* [ESERCIZI]
#1 Rispondi a queste domande sull'estratto relativo alla Strage di Ferragosto.
(a) Quante persone morirono nella cosiddetta Strage di Ferragosto?
(b) A quanti anni di carcere sono stati condannati i tre giovani?
(c) In quale film documentario è raccontata anche questa tragedia?
#2 Sostituisci "Target" con "Label" nelle righe di input che vanno dalla riga con "Exercise. Tag the man's hand" fino all'ultima riga, estremi inclusi. Riscrivi solo quelle righe, lasciando invariato tutto il resto.

* [ESTRATTO FORNITO]

---

20 Febbraio 2022 - 16:40 Angela Gennaro
Sono in carcere da più di sei anni, accusati di traffico di esseri umani e di omicidio per la morte di 49 persone, asfissiate nella stiva del barchino soccorso dalla Marina militare italiana nel 2015. Ma le indagini, e le sentenze, sono «contraddittorie e ingiuste», dicono i loro legali

In Libia «sono famosi quasi come Francesco Totti lo è in Italia». Per la giustizia italiana, invece, sono scafisti, trafficanti e assassini. Loro, giovani promesse del calcio nel loro paese, partiti per l’Europa per coronare un sogno, scontano ora una pena di 30 anni in carcere (uno a Caltagirone, in Sicilia, uno a Volterra e un altro a Siracusa) per traffico di essere umani e omicidio doloso: condannati per la cosiddetta Strage di Ferragosto che nell’estate del 2015 portò alla morte di 49 persone su un barchino alla deriva nel Mediterraneo centrale partito dalla Libia. Una delle ormai infinite tragedie del mare di questi anni, raccontata anche nel film documentario Fuocoammare di Gianfranco Rosi.

---

* [RIGHE DI INPUT]
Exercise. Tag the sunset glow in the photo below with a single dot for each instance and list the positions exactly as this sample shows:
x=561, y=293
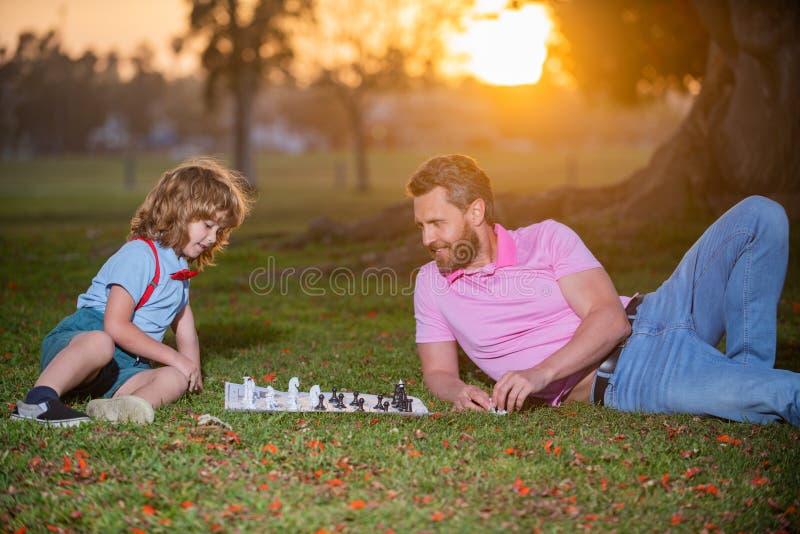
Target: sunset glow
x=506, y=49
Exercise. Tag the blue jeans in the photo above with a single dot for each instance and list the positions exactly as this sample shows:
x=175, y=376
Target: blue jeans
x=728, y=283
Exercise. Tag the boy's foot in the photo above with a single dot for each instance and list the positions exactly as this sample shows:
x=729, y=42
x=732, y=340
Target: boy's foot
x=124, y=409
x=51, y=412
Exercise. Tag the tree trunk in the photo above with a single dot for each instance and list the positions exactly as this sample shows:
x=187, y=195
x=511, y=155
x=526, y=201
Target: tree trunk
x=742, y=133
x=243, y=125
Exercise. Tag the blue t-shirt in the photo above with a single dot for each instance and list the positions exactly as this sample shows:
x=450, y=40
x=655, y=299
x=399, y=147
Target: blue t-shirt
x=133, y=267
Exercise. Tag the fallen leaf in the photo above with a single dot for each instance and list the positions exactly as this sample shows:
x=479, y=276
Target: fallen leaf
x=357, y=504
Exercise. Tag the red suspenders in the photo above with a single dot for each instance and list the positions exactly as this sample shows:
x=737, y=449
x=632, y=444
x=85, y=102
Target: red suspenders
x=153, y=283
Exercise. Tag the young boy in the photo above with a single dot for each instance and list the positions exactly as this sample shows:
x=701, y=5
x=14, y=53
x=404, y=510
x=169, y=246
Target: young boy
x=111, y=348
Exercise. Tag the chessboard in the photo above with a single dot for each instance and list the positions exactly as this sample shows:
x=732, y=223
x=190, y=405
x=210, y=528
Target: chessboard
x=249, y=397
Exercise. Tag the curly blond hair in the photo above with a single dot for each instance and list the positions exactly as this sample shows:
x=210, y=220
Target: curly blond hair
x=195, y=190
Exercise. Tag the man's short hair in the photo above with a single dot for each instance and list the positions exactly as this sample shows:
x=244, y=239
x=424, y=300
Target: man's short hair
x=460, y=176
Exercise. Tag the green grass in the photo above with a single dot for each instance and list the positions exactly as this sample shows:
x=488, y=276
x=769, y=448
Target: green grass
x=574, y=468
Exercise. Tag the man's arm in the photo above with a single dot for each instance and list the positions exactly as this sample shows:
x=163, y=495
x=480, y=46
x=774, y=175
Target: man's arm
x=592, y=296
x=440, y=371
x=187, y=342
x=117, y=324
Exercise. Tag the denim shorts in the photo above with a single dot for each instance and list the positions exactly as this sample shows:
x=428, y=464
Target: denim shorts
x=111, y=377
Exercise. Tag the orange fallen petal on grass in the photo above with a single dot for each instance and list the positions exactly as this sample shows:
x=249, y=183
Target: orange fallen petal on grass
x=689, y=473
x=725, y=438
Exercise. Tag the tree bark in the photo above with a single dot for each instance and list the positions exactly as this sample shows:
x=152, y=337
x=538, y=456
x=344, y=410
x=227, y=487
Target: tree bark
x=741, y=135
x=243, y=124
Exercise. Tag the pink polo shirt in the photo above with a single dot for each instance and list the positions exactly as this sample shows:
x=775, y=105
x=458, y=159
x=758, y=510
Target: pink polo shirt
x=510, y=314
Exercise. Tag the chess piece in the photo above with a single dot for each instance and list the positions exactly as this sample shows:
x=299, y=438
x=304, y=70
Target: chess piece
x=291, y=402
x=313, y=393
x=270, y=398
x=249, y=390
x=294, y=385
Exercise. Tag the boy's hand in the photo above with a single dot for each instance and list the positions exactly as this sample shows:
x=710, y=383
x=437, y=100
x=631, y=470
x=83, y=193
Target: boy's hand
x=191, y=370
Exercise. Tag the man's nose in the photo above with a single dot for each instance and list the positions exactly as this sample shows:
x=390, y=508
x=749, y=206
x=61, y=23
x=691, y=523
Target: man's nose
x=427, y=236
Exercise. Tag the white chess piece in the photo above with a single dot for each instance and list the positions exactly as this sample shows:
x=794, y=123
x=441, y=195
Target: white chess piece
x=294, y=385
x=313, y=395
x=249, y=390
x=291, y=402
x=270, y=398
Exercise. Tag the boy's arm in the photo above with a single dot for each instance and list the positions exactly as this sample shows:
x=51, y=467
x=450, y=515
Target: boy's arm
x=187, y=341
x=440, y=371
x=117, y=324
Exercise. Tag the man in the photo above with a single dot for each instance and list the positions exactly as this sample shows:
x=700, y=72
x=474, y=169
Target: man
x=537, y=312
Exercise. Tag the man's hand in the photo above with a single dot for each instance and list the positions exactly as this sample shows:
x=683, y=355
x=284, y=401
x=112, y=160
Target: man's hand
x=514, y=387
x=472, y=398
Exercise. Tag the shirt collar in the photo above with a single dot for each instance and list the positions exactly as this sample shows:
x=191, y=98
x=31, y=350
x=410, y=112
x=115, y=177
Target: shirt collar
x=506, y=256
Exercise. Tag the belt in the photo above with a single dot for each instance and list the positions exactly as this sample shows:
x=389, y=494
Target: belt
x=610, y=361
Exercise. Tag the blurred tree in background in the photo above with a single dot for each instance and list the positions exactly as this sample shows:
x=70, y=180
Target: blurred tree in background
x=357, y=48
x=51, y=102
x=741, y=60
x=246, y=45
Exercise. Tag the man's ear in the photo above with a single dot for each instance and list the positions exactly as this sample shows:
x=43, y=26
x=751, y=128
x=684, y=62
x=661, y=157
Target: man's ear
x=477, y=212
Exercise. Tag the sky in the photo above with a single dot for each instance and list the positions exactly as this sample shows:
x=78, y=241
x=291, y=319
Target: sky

---

* [RISPOSTE PER ESERCIZIO]
#1
(a) 49 persone.
(b) 30 anni.
(c) Fuocoammare, di Gianfranco Rosi.

#2
Exercise. Tag the man's hand in the photo above with a single dot for each instance and list the positions exactly as this sample shows:
x=683, y=355
x=284, y=401
x=112, y=160
Label: man's hand
x=514, y=387
x=472, y=398
Exercise. Tag the shirt collar in the photo above with a single dot for each instance and list the positions exactly as this sample shows:
x=191, y=98
x=31, y=350
x=410, y=112
x=115, y=177
Label: shirt collar
x=506, y=256
Exercise. Tag the belt in the photo above with a single dot for each instance and list the positions exactly as this sample shows:
x=389, y=494
Label: belt
x=610, y=361
Exercise. Tag the blurred tree in background in the photo above with a single dot for each instance and list the positions exactly as this sample shows:
x=70, y=180
Label: blurred tree in background
x=357, y=48
x=51, y=102
x=741, y=60
x=246, y=45
Exercise. Tag the man's ear in the photo above with a single dot for each instance and list the positions exactly as this sample shows:
x=43, y=26
x=751, y=128
x=684, y=62
x=661, y=157
Label: man's ear
x=477, y=212
Exercise. Tag the sky in the photo above with a single dot for each instance and list the positions exactly as this sample shows:
x=78, y=241
x=291, y=319
Label: sky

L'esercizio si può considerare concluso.